* STATED GOAL
Pull out each line of the listing below that contains the word "yellow", copying every such line in full.

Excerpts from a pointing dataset
◇ ◇ ◇ ◇
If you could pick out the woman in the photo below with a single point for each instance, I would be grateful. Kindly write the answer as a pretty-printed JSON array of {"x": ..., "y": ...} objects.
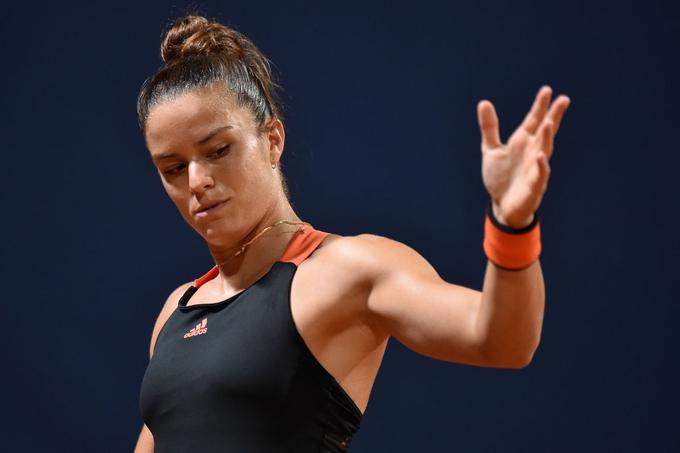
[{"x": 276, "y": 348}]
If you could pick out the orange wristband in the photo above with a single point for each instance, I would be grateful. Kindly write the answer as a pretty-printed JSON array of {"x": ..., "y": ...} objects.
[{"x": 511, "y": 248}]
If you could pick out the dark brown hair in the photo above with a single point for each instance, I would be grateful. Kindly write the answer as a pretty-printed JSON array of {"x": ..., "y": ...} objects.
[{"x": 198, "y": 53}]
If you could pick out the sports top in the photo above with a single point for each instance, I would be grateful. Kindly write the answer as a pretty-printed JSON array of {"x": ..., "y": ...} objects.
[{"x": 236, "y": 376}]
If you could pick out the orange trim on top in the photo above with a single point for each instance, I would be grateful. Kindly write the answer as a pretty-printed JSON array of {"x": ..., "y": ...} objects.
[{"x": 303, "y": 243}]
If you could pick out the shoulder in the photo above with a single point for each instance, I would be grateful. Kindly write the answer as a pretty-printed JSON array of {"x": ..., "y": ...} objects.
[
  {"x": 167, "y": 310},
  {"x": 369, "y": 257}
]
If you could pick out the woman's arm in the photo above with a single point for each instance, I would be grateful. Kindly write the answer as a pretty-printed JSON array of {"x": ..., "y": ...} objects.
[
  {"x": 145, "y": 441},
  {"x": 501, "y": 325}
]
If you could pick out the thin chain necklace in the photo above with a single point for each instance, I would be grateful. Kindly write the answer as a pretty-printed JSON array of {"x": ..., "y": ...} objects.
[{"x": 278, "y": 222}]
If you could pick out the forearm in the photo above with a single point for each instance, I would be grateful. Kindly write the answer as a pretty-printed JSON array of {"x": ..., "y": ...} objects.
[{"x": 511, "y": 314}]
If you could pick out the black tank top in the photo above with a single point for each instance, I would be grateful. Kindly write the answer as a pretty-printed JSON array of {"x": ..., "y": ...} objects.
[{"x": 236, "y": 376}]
◇ ◇ ◇ ◇
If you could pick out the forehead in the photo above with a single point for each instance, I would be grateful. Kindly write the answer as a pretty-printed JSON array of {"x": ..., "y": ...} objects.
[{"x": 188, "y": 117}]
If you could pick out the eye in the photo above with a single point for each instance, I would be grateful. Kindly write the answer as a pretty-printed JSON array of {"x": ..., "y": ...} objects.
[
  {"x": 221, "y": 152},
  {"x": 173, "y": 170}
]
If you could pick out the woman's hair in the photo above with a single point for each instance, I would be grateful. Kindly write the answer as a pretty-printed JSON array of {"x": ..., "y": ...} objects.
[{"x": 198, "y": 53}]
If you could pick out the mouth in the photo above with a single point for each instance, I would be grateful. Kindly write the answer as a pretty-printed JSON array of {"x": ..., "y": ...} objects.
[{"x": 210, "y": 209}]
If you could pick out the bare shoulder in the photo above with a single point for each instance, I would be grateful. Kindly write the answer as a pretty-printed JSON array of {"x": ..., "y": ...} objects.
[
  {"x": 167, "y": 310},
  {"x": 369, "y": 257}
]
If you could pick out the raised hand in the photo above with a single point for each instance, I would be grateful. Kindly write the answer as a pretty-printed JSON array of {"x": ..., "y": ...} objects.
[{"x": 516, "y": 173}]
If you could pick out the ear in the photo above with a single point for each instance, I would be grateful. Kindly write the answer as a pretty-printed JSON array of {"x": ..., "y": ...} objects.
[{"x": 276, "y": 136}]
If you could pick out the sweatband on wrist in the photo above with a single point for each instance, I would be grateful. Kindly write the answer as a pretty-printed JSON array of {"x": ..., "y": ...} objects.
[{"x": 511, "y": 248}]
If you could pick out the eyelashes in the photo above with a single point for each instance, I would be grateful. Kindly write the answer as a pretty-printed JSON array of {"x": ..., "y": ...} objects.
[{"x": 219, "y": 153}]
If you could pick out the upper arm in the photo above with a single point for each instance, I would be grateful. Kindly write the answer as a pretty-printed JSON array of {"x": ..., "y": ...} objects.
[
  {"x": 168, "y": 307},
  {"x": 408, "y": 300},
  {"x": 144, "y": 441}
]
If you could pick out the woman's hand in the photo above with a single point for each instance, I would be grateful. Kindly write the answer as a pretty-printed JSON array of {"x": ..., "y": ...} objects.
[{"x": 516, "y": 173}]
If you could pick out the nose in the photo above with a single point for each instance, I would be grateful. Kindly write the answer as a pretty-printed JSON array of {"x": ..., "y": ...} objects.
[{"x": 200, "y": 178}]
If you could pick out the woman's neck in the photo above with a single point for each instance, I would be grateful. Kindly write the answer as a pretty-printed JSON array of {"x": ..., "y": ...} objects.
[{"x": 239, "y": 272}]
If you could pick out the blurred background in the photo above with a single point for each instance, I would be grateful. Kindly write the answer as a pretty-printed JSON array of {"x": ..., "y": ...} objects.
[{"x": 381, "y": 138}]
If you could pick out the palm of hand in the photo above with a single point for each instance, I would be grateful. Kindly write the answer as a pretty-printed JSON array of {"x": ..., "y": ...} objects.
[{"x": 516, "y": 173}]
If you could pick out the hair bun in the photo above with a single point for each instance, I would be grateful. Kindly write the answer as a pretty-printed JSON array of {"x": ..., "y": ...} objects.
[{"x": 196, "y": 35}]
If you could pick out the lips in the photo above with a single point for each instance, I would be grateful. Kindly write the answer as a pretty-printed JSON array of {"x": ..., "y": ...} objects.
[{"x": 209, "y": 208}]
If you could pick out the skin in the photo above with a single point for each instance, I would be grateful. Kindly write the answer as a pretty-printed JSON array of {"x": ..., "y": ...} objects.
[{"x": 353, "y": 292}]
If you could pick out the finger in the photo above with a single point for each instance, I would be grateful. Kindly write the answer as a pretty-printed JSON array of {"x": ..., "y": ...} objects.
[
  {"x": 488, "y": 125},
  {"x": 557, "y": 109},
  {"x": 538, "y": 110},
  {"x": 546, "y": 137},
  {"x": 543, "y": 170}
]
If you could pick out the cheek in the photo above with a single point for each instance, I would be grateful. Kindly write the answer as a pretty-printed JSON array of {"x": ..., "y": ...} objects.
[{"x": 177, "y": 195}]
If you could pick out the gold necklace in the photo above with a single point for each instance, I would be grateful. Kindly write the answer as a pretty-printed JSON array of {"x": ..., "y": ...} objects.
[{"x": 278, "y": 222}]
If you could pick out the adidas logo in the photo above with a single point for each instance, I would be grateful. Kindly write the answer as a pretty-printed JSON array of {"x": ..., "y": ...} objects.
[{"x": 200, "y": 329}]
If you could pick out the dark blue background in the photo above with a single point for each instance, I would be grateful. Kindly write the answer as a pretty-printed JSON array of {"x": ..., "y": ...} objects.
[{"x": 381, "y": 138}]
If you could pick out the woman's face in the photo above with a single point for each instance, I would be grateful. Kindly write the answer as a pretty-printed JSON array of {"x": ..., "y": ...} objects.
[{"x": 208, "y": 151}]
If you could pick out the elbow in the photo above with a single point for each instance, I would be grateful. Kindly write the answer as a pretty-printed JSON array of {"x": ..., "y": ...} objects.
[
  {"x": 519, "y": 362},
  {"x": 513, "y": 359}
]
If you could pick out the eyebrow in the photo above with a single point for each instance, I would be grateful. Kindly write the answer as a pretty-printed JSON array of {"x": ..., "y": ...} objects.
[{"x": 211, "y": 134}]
◇ ◇ ◇ ◇
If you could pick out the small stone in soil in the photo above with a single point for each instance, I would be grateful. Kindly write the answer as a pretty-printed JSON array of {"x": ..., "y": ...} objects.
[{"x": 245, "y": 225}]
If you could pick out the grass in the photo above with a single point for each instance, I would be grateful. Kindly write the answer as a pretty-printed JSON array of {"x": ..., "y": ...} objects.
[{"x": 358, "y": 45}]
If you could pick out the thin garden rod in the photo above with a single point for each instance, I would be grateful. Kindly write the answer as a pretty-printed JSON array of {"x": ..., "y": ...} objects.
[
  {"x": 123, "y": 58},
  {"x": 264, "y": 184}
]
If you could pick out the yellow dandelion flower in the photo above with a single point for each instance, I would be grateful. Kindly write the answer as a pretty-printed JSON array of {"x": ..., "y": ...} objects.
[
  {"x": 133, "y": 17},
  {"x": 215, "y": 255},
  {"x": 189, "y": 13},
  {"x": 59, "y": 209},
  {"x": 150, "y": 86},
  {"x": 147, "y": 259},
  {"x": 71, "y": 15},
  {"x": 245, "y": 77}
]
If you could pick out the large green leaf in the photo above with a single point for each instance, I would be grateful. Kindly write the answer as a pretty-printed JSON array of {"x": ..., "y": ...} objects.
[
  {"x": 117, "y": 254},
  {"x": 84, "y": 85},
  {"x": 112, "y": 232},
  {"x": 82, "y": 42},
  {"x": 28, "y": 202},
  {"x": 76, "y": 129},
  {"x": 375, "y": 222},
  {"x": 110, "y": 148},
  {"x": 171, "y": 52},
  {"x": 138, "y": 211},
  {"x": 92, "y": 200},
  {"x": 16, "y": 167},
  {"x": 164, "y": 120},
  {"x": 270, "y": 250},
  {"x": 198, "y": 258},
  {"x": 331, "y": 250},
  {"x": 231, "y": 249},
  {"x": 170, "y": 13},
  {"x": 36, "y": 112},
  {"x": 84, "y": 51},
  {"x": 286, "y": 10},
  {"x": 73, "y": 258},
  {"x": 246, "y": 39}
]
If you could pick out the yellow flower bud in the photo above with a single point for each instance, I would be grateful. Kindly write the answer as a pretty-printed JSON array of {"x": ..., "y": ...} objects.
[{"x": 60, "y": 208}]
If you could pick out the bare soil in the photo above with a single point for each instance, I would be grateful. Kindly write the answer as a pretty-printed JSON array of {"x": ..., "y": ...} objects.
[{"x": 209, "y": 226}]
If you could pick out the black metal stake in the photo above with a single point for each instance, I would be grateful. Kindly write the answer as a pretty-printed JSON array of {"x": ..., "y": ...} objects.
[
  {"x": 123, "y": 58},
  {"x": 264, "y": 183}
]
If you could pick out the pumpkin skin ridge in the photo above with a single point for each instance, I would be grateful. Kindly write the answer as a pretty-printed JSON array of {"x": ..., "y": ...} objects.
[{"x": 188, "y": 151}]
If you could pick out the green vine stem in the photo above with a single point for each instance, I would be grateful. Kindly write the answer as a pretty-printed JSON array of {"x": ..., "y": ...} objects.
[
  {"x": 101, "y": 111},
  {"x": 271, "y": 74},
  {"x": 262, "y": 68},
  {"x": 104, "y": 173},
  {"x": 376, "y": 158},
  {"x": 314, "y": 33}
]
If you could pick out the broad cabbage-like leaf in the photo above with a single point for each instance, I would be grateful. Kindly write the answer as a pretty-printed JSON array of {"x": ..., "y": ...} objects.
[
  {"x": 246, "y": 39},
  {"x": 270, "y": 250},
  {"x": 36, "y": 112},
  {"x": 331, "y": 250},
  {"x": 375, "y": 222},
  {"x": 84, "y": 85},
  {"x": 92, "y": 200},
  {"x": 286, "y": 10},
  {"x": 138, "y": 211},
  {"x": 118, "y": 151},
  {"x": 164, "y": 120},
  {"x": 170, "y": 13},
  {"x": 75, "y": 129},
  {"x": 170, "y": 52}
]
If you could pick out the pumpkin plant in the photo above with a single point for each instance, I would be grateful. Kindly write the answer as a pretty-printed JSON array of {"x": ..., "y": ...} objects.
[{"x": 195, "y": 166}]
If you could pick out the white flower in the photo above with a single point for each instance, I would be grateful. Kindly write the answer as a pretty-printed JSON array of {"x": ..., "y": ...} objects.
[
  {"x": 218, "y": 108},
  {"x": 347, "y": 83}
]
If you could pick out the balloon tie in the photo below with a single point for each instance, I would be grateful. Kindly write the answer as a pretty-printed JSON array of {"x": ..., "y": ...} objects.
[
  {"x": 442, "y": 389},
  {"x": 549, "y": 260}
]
◇ ◇ ◇ ◇
* WRITTEN RESPONSE
If you could pick out the yellow dandelion flower in the photo above with a single point for each instance, I would be grateful. Kindly write the answer as a pretty-printed JSON array of {"x": ..., "y": ...} objects.
If you could pick out the yellow flower bud in the photo above with a single point for each instance, I would be grateful. Kindly write the answer as a pretty-printed JSON array of {"x": ..., "y": ...} objects.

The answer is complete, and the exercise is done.